Your objective :: For every record that follows, write out the text exactly and omit the picture, if one is present.

=== Begin Enclosure ===

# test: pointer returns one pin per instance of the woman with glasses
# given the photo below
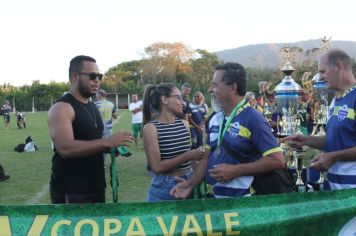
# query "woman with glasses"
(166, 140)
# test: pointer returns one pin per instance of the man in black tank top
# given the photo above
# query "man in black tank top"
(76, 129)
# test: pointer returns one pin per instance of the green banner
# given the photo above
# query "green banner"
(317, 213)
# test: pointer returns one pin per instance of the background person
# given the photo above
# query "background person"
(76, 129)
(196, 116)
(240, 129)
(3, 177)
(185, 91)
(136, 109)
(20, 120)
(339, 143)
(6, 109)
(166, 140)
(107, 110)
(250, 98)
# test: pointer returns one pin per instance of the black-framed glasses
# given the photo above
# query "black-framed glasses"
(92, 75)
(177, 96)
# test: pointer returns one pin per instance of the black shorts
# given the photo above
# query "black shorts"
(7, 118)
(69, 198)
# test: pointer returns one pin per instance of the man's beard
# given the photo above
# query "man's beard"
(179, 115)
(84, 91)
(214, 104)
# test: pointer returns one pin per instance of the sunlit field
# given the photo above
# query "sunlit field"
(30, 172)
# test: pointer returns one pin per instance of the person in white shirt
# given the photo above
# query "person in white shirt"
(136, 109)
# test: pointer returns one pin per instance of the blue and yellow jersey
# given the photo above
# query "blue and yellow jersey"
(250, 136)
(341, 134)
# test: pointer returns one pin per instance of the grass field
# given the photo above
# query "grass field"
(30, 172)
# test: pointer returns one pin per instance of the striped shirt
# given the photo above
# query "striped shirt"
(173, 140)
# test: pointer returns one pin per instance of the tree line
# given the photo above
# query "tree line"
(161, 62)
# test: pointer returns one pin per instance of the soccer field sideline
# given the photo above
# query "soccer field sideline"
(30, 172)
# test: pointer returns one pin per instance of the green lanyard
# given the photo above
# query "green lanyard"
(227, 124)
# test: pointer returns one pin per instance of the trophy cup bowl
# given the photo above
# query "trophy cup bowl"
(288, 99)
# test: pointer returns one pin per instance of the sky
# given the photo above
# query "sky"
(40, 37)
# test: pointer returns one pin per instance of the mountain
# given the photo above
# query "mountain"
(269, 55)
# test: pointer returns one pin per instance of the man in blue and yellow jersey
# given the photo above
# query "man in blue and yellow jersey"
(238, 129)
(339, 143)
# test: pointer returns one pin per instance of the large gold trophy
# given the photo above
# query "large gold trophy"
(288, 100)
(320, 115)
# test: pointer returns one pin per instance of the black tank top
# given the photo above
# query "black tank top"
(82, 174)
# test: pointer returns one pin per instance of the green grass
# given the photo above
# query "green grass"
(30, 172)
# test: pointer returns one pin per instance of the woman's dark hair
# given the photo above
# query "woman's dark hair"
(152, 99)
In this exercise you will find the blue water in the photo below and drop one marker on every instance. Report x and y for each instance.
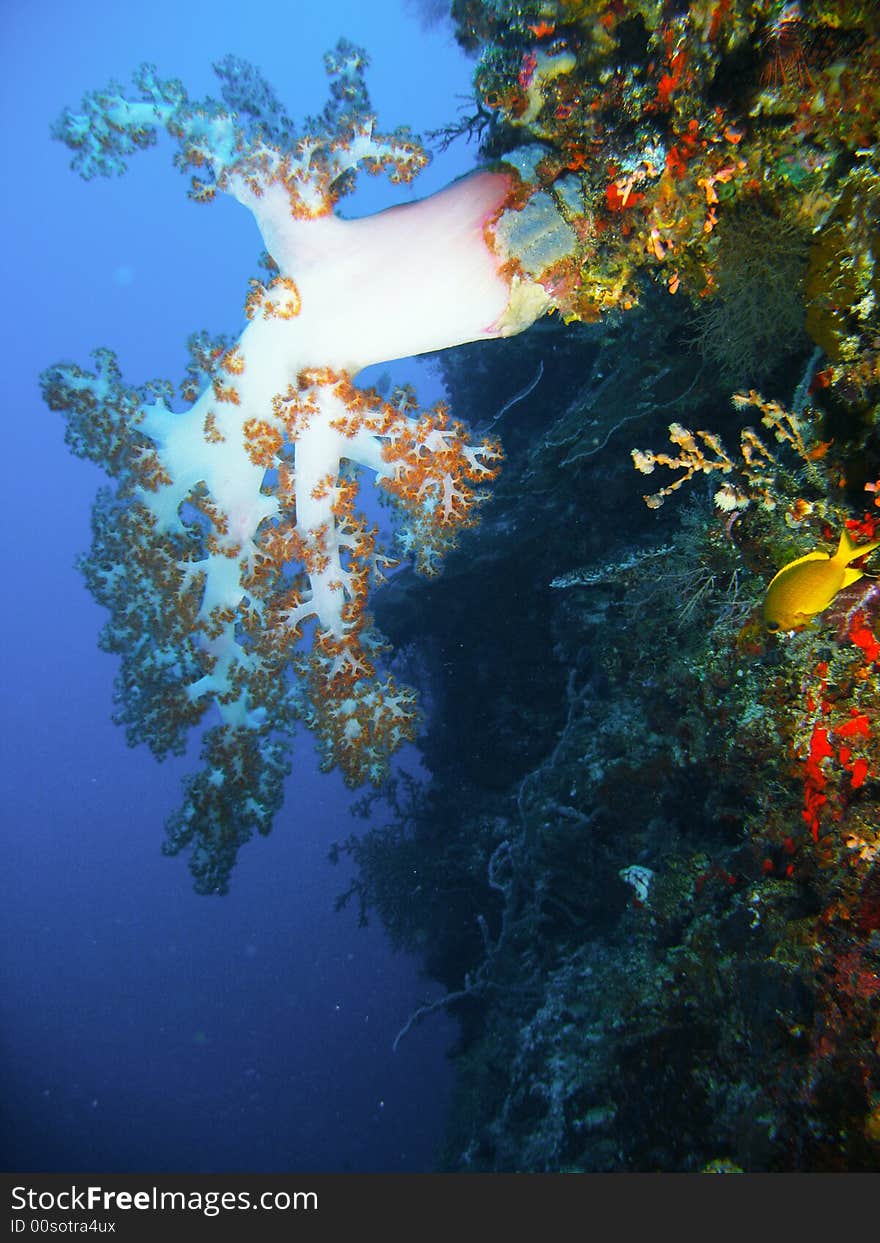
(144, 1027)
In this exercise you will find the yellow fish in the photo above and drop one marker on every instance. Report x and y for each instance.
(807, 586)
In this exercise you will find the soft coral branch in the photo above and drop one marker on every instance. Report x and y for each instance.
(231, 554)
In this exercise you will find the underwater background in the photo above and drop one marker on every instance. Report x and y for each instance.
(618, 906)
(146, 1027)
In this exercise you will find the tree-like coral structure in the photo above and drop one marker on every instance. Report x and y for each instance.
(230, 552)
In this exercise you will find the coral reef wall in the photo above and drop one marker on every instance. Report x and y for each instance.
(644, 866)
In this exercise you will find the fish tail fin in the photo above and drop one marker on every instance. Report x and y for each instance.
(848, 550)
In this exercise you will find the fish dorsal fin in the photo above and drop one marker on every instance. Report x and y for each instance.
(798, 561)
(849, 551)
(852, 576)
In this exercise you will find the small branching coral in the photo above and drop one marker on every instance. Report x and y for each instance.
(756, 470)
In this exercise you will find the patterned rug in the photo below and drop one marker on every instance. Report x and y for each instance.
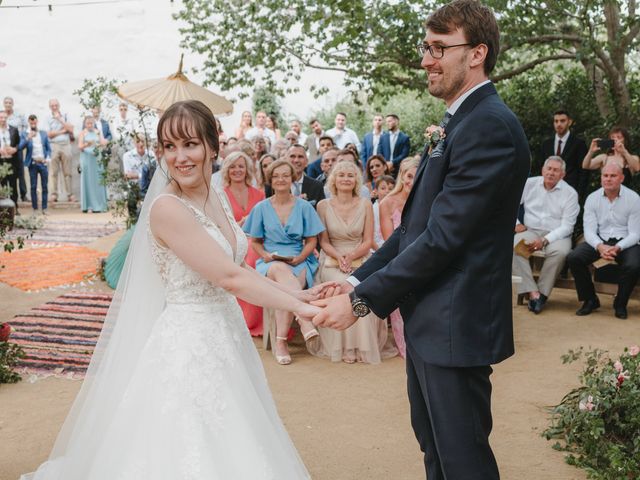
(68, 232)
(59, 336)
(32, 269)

=== End Enclosure ===

Solution for this problem ::
# test: pointer returns one pin per instance of the woman with glasses
# given the photo below
# query "woman with glasses"
(166, 140)
# test: pointer returns one pin per instance of the man in black tank top
# given the photo above
# query "man in black tank top"
(76, 129)
# test: pointer returns one pin per instance of the green banner
# given the photo above
# query "green banner"
(317, 213)
# test: pointer returns one pin per instance of the background person
# given the photo above
# query "background person"
(76, 129)
(196, 116)
(240, 129)
(3, 177)
(185, 91)
(136, 109)
(20, 120)
(339, 143)
(6, 109)
(166, 140)
(107, 110)
(250, 98)
# test: pointer returns one pin per instance of the black-framed glasses
# given the photo above
# query "black-framed glasses"
(92, 75)
(177, 96)
# test: pointer returns one pin per instance of the black shorts
# given the photo above
# query "black shorts"
(7, 118)
(69, 198)
# test: pointer returns one pin per instance of the man's beard
# given the photo above
# query "man's beard"
(179, 115)
(84, 91)
(214, 104)
# test: pointer returns one pin per instance of the sunlit field
# given the photo above
# query "sunlit field"
(30, 172)
# test: pointer returns one pin per instance of the person in white shirt
# given the photo above
# query "person in white shirt"
(136, 109)
# test: pointer returns one pin per instance of the blue and yellow jersey
# given the photo above
# query "blue and yellow jersey"
(250, 136)
(341, 134)
# test: pointer returns one pin per instance of the grass field
# given the photo above
# query "grass field"
(30, 172)
# test: pointer returns one pin per instance of the striped shirt
# given the photo above
# query "striped shirt"
(173, 140)
# test: pointer returns one pin per instance of the tree line
# given the photo above
# query "tree line"
(161, 62)
# test: pointer returns one pin per instance of the soccer field sideline
# given the photo above
# query "soccer field sideline"
(30, 172)
# test: pointer returns one pin per instance of the green lanyard
# given the photo above
# query "green lanyard"
(227, 124)
# test: pointer returns one pin per instance of the trophy cup bowl
# given the photo above
# query "trophy cup bowl"
(288, 99)
# test: pointer returns one pin per instance of the sky
# given the photo above
# query "sky"
(40, 37)
# test: pointer returns one pin per instance of the mountain
# given the photo above
# query "mountain"
(269, 55)
# test: pointer returns one pin per instance of the man in blue and yellow jersey
# given the photo above
# query "man in blue and yellow jersey"
(238, 129)
(339, 143)
# test: pointer returns one pin per instance of the large gold trophy
# given the photo above
# query "large gold trophy"
(288, 100)
(320, 115)
# test: pointer returns one pin per instance of the black tank top
# given the photo above
# query "black tank top"
(82, 174)
# test: pointer returns one pin per instance of the green grass
# given the photo above
# query "green grass"
(30, 172)
# test: pointer returns one pin per instance of the woman's dark hair
# given the photo above
# query "woman's dark hair"
(152, 99)
In this exercise you will find the blue water in the photo below and drop one marker on every instance. Report x and y for each instance.
(144, 1027)
In this exercise you will find the yellow fish in the photo above and drop one marker on every instance. Report x and y for each instance.
(807, 586)
In this exercise you will find the soft coral branch in the photo above and drop one marker on every instance. Report x and y for each instance.
(231, 554)
In this exercise you will find the underwater background in the photo above and drop one marker on every instance. Report x and y for each instance.
(618, 906)
(146, 1027)
In this exercise you will find the tree-like coral structure in the photo above and drop one marker on every instance. Report x and y for each instance.
(230, 552)
In this exercise you will find the coral reef wall in the photo above and drop one marker on every instance. Report x and y for each instance.
(644, 866)
In this exercise you will find the fish tail fin in the photo above and drop one marker on every instance. Report x and y for each instance.
(848, 550)
In this exercise you will find the fish dorsal fin in the photo above and drop one marker on every instance. Report x and y for each instance.
(798, 561)
(849, 551)
(852, 576)
In this exercise you will find the small branching coral in the photo above and drop one marker on every instance. Report x and y for each instance.
(756, 470)
In this exercise you will find the patterned rug in the photo below and drop one marker on every instance. Report x and y for each instance.
(68, 232)
(59, 336)
(32, 269)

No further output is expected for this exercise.